=== Directive ===
Can you copy out the lines below with every "the agent" swapped for "the assistant" and nothing else altered?

╭─ Input material

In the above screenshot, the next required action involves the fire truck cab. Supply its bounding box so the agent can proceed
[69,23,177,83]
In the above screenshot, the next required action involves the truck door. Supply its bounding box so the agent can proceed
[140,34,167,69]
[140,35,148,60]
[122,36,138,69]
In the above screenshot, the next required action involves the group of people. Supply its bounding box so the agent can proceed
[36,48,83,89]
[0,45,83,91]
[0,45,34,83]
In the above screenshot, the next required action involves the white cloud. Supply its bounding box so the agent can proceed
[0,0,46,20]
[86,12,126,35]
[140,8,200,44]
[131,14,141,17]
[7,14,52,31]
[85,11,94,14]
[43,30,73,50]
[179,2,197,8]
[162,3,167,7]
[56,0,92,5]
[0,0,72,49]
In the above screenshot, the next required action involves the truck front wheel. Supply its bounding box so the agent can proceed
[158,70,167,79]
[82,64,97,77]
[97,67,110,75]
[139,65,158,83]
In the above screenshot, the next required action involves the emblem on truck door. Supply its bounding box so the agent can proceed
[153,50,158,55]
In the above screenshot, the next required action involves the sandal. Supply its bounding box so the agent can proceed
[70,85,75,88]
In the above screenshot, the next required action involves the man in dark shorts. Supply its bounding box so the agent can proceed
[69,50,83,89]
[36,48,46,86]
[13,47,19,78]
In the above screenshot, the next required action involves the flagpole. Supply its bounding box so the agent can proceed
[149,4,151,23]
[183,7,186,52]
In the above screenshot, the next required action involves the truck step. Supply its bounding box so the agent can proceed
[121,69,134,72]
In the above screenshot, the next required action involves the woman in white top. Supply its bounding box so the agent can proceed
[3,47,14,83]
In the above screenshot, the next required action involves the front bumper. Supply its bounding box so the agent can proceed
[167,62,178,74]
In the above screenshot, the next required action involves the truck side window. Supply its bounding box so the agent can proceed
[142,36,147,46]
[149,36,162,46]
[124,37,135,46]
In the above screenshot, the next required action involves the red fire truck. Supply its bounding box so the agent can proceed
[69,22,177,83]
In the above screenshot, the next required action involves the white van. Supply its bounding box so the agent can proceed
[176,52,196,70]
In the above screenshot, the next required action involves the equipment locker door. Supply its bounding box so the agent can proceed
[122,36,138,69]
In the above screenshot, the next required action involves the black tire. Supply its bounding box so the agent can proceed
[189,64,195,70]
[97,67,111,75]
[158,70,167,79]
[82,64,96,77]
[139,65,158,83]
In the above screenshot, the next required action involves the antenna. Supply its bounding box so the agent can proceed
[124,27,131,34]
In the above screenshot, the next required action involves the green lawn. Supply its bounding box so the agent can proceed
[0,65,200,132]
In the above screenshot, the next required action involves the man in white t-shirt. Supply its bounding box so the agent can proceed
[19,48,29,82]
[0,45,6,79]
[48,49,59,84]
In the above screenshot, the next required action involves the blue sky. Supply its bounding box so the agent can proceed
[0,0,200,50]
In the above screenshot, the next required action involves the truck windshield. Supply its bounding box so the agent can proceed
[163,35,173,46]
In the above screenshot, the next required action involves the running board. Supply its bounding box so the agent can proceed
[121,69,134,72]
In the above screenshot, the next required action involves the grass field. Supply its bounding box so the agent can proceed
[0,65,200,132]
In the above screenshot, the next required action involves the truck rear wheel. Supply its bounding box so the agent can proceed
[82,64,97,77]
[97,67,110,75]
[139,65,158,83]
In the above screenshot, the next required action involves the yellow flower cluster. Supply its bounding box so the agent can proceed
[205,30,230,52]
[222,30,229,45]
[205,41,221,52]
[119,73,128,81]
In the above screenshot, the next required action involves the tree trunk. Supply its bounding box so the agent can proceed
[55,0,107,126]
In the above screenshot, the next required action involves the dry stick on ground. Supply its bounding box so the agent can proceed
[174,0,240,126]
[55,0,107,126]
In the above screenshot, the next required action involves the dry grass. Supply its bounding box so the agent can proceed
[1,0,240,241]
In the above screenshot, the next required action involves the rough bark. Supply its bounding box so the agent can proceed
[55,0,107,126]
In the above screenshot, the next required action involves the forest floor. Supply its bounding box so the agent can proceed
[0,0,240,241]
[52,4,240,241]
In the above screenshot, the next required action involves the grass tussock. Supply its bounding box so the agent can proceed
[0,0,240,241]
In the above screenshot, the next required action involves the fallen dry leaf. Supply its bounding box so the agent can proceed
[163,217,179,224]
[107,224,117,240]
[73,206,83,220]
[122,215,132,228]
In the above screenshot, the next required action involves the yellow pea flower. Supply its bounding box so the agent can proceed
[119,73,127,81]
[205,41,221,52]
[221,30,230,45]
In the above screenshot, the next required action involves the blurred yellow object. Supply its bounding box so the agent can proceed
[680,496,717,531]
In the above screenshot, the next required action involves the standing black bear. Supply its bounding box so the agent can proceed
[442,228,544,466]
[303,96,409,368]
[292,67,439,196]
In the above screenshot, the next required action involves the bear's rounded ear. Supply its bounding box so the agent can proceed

╰─

=== Result for this task ===
In the above screenshot, the next required action involves the fire truck cab. Supply its bounding box so the assistant can proceed
[69,23,177,83]
In the above screenshot, the next required action involves the truck door. Supply its bounding box so the assistant can proceed
[140,34,167,69]
[140,35,148,60]
[122,36,138,69]
In the above screenshot, the next required action involves the group of people. Supply its bounding box so the assistant can proceed
[36,48,83,89]
[0,45,83,91]
[0,45,34,83]
In the above screenshot, the next required action involves the white cloud. Supply its bounding box so the assistant can proceed
[0,0,46,20]
[86,12,126,35]
[140,8,200,44]
[131,14,141,17]
[7,14,52,31]
[85,11,94,14]
[43,30,73,50]
[179,2,197,8]
[162,3,167,7]
[56,0,92,5]
[0,0,72,49]
In the above screenshot, the next required action involves the truck front wheel. Supply its bounding box so the assistant can proceed
[158,70,167,79]
[82,64,97,77]
[97,67,110,75]
[139,65,158,83]
In the above screenshot, the next required action involves the emblem on truck door. Supply its bounding box so the assistant can proceed
[153,50,158,55]
In the above screenshot, the next required action involves the sandal. Supply its bounding box so the assistant can proceed
[70,85,75,88]
In the above screenshot, the next required action involves the man in dark shorts. Supply its bounding box so the assistant can proceed
[69,50,83,89]
[36,48,46,86]
[13,47,19,78]
In the above screenshot, the next required action involves the flagpole. Supply its bounding box so the assistant can proceed
[149,4,151,23]
[183,7,186,52]
In the above screenshot, the next required action involves the truck step. Supply its bounding box so the assistant can proceed
[121,69,134,72]
In the above screenshot, the next required action involves the woman in white top. Supply its bounding box so the assistant can proceed
[3,47,14,83]
In the above screenshot, the next required action involves the front bumper. Supply its bounding box so the assistant can proceed
[167,62,178,74]
In the above screenshot, the next required action involves the truck side window. Supply its bounding box so the assistant can proceed
[142,36,147,46]
[149,36,162,46]
[124,37,135,46]
In the above screenshot, the next required action involves the red fire truck. Supply its bounding box so the assistant can proceed
[69,22,177,83]
In the above screenshot, the next required action involves the white van. Supply its bounding box so the assistant can proceed
[176,52,196,70]
In the above screenshot, the next required action involves the equipment locker door. Supply its bounding box so the assistant can proceed
[122,36,138,69]
In the above screenshot, the next required action involves the black tire. Supply its bounding box so the assistant can proceed
[189,64,195,70]
[97,67,111,75]
[158,70,167,79]
[82,64,96,77]
[139,65,158,83]
In the above screenshot, the next required action involves the antenna. Supply its bounding box so the assistant can proceed
[124,27,131,34]
In the above screenshot, the next required action involves the green lawn. Supply its bounding box so the assistant can proceed
[0,65,200,132]
In the above screenshot, the next required action involves the man in white t-shirt. Supply its bounding box so the assistant can proceed
[19,48,29,82]
[0,45,6,79]
[48,49,59,84]
In the above screenshot, the next required action involves the blue sky. Supply its bounding box so the assistant can proceed
[0,0,200,50]
In the above screenshot, the next required action involves the truck windshield. Supply its bounding box so the assistant can proceed
[163,35,173,46]
In the above screenshot, the next required action involves the running board. Supply its bounding box so the assistant can proceed
[121,69,134,72]
In the above screenshot, the next required action involves the grass field. Supply its bounding box so the assistant can proceed
[0,65,200,132]
In the above screenshot, the next required action involves the truck rear wheel. Supply its bounding box so the assistant can proceed
[82,64,97,77]
[97,67,110,75]
[139,65,158,83]
In the above screenshot, the next required action involves the yellow flower cluster. Supply its bounding box so the assistant can proceed
[205,30,230,52]
[222,30,229,45]
[205,41,221,52]
[119,73,128,81]
In the above screenshot, the next required action involves the tree trunk. Supply its bounding box so the assistant can proceed
[55,0,107,126]
In the above screenshot, the next required action involves the dry stick on ground. Supply its bounding box so the assistant can proceed
[174,0,240,126]
[55,0,107,126]
In the above screenshot, the next required action involves the dry grass. Supply its bounding box so the assistant can proceed
[1,0,240,241]
In the above screenshot, the next required action involves the rough bark. Supply its bounding box so the assistant can proceed
[55,0,107,126]
In the above screenshot, the next required action involves the forest floor. Supply its bounding box so the assistant can proceed
[0,0,240,241]
[52,4,240,241]
In the above screenshot, the next required action involves the grass tussock. Supply its bounding box so the assistant can proceed
[0,0,240,241]
In the above screenshot, the next required action involves the fallen dry leaf. Supply its bounding box so the assistant can proceed
[163,217,179,224]
[107,224,117,240]
[73,206,83,220]
[122,215,132,228]
In the above screenshot, the next required action involves the yellow pea flower. Supply its bounding box so the assistant can proceed
[119,73,127,81]
[205,41,221,52]
[221,30,230,45]
In the above screenshot, the next required action involves the blurred yellow object. Supply its bounding box so the assistant can proceed
[680,496,717,531]
In the above screenshot, the next required action involves the standing black bear. Supply its bounding box so the assistant can proceed
[442,228,544,466]
[303,96,409,368]
[292,67,439,196]
In the above screenshot, the next required action involves the bear's rounded ear. Supply its bounding box so the assistant can proceed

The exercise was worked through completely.